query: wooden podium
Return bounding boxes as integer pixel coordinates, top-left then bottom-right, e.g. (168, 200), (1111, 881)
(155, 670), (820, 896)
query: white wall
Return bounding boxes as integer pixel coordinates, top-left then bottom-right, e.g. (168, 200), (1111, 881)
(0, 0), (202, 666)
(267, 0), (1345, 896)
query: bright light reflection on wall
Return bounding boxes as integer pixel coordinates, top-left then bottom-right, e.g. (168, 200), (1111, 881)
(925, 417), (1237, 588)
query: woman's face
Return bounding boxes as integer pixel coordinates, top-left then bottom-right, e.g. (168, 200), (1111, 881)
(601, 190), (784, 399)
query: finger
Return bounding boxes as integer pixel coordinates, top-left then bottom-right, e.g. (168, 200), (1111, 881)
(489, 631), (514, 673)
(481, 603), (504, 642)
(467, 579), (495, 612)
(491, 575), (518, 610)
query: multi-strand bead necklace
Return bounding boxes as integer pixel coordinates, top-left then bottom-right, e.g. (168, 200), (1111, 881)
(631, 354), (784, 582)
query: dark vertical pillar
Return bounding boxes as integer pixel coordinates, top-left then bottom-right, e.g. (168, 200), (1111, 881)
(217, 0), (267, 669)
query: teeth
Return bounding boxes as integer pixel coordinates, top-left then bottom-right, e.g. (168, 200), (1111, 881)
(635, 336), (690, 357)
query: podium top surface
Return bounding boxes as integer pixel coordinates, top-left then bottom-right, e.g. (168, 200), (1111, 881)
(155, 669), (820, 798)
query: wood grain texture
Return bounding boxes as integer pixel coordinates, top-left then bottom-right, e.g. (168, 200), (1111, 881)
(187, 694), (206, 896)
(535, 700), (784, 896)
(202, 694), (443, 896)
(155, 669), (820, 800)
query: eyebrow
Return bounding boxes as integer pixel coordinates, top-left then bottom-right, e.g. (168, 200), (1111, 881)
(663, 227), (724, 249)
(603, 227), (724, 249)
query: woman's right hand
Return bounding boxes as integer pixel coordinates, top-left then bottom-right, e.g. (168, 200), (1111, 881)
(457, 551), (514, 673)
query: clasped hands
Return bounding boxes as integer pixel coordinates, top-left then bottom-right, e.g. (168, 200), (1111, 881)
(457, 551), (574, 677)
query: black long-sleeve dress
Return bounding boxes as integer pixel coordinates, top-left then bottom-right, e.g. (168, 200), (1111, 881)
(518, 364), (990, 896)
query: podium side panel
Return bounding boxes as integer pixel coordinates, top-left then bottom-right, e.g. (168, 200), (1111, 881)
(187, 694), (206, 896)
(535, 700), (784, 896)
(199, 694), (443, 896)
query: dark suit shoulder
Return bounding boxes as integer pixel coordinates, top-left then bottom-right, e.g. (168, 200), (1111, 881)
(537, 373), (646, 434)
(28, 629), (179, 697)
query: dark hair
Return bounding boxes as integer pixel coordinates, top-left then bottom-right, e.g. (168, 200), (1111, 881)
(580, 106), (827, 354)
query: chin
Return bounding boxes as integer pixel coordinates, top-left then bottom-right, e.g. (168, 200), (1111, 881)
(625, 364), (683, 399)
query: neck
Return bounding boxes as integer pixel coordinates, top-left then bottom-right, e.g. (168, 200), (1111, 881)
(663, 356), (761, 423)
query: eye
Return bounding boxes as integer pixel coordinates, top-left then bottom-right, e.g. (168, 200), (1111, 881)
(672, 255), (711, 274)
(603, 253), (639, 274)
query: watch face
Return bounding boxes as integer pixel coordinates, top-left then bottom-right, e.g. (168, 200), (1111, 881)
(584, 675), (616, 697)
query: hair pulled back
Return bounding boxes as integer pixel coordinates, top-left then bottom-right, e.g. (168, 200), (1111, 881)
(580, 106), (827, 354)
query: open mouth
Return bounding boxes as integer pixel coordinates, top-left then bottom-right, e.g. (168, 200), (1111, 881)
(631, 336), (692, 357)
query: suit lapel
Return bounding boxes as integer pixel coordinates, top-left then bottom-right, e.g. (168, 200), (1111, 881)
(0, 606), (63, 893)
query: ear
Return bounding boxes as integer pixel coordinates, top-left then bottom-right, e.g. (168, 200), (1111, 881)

##############################

Can you output every line of the material above as a Markdown table with two columns, No and Line, numbering each row and leaving out blank lines?

TASK SOLUTION —
| No | Line |
|---|---|
| 1 | query: wooden podium |
| 2 | Return bounding boxes as integer pixel coordinates, top-left then bottom-right, e.g. (168, 200), (1111, 881) |
| 3 | (155, 670), (820, 896) |
| 4 | query: white wall |
| 5 | Return bounding boxes as integer pixel coordinates, top-left then bottom-right, e.g. (168, 200), (1111, 881) |
| 6 | (0, 0), (202, 666) |
| 7 | (267, 0), (1345, 896) |
| 8 | query: bright light reflection on wall |
| 9 | Return bounding boxes as integer pixel coordinates, top-left then bottom-right, e.g. (168, 200), (1111, 881) |
| 10 | (925, 417), (1237, 588) |
| 11 | query: woman's face |
| 12 | Return bounding boxes as integer pixel coordinates, top-left then bottom-right, e.g. (168, 200), (1111, 881) |
| 13 | (601, 190), (784, 399) |
| 14 | query: finger |
| 15 | Return bounding boxes as integer pixel coordinates, top-left then bottom-right, e.g. (168, 200), (1111, 881) |
| 16 | (489, 631), (514, 673) |
| 17 | (481, 603), (504, 642) |
| 18 | (467, 579), (495, 612) |
| 19 | (491, 575), (518, 610) |
| 20 | query: multi-strand bead necklace |
| 21 | Return bounding boxes as integer pixel coordinates, top-left then bottom-right, e.g. (168, 200), (1111, 881) |
| 22 | (631, 354), (784, 582) |
| 23 | query: dark vertical pillar |
| 24 | Return bounding boxes as integer pixel coordinates, top-left then bottom-right, e.g. (168, 200), (1111, 881) |
| 25 | (217, 0), (267, 669) |
| 26 | query: teeth |
| 27 | Return bounding boxes as integer pixel coordinates, top-left then bottom-right, e.g. (168, 200), (1111, 881) |
| 28 | (635, 336), (690, 357) |
| 29 | query: podium top surface |
| 30 | Return bounding boxes as integer pixel coordinates, top-left then bottom-right, e.g. (168, 200), (1111, 881) |
| 31 | (155, 669), (820, 798) |
| 32 | query: wood grain texture |
| 33 | Return bounding boxes as integer pixel coordinates, top-left then bottom-right, e.g. (168, 200), (1111, 881) |
| 34 | (187, 694), (206, 896) |
| 35 | (535, 700), (784, 896) |
| 36 | (202, 694), (443, 896) |
| 37 | (155, 669), (820, 800) |
| 38 | query: eyebrow |
| 39 | Return bounding boxes as integer pixel coordinates, top-left then bottom-right, e.g. (168, 200), (1111, 881) |
| 40 | (663, 227), (724, 249) |
| 41 | (603, 227), (724, 249) |
| 42 | query: woman's right hand |
| 43 | Return bounding boxes as integer pixel coordinates, top-left then bottom-right, e.g. (168, 200), (1111, 881) |
| 44 | (457, 551), (514, 673) |
| 45 | query: clasped hands |
| 46 | Return bounding boxes as integer pixel coordinates, top-left then bottom-right, e.g. (168, 200), (1111, 881) |
| 47 | (457, 551), (574, 677) |
| 48 | query: black long-sleeve dress |
| 49 | Return bounding boxes as integer pixel coordinates, top-left then bottom-right, e.g. (168, 200), (1111, 881) |
| 50 | (518, 364), (990, 896) |
| 51 | query: podium side panel |
| 52 | Return bounding boxes as integer pixel coordinates, top-left then bottom-right, e.g. (168, 200), (1111, 881) |
| 53 | (187, 694), (206, 896) |
| 54 | (535, 700), (784, 896) |
| 55 | (199, 694), (443, 896) |
| 56 | query: dark suit shoulder |
| 57 | Return bounding boxes as integer pixel coordinates, top-left then bottom-right, e.g. (168, 200), (1111, 881) |
| 58 | (537, 373), (646, 434) |
| 59 | (28, 629), (179, 697) |
| 60 | query: dark hair |
| 61 | Return bounding boxes as integer pixel coordinates, top-left then bottom-right, e.g. (168, 200), (1111, 881) |
| 62 | (580, 106), (827, 354) |
| 63 | query: chin |
| 64 | Return bounding boxes as integer pixel coordinates, top-left then bottom-right, e.g. (168, 200), (1111, 881) |
| 65 | (625, 364), (683, 399) |
| 66 | query: neck |
| 67 | Return bounding boxes as integer pixel coordinates, top-left then bottom-right, e.g. (168, 200), (1111, 881) |
| 68 | (663, 356), (761, 423) |
| 69 | query: eye |
| 70 | Return bounding boxes as integer pixel coordinates, top-left then bottom-right, e.g. (168, 200), (1111, 881) |
| 71 | (672, 255), (711, 274) |
| 72 | (603, 253), (639, 274) |
| 73 | query: watch face |
| 74 | Return bounding boxes as integer pixel coordinates, top-left then bottom-right, e.g. (168, 200), (1111, 881) |
| 75 | (584, 675), (616, 697) |
| 76 | query: hair pulled back |
| 77 | Return bounding boxes as integer pixel coordinates, top-left then bottom-right, e.g. (168, 200), (1111, 881) |
| 78 | (580, 106), (827, 354) |
| 79 | query: open mouth |
| 80 | Return bounding boxes as integer pixel coordinates, top-left then bottom-right, e.g. (168, 200), (1111, 881) |
| 81 | (631, 336), (692, 357) |
| 82 | query: suit lapel |
| 83 | Return bounding boxes as integer pixel coordinates, top-left then bottom-right, e.g. (168, 200), (1111, 881) |
| 84 | (0, 606), (63, 893) |
| 85 | query: ear |
| 86 | Return bounding boxes as integer pixel coordinates, top-left then bottom-right, e.g. (168, 200), (1111, 881) |